● Stated problem: Convert the items below into a two-column CSV with the headers "request" and "answer" and one row per item. Put each item's request text and its answer in a single quoted field apiece, with line breaks replaced by spaces.

### Excerpted records ###

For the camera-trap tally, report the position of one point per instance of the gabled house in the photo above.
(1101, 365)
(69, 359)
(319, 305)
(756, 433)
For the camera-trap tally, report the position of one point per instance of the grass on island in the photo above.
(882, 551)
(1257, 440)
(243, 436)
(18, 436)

###

● Full output:
request,answer
"For the camera-trap tally, report the position of one point per instance of the gabled house in the photo above.","(1101, 365) (69, 359) (319, 305) (756, 433)"
"For the camera-trap tally, report the position of one point per instance of the grass on island in the photo above.","(882, 551) (1257, 440) (243, 436) (18, 436)"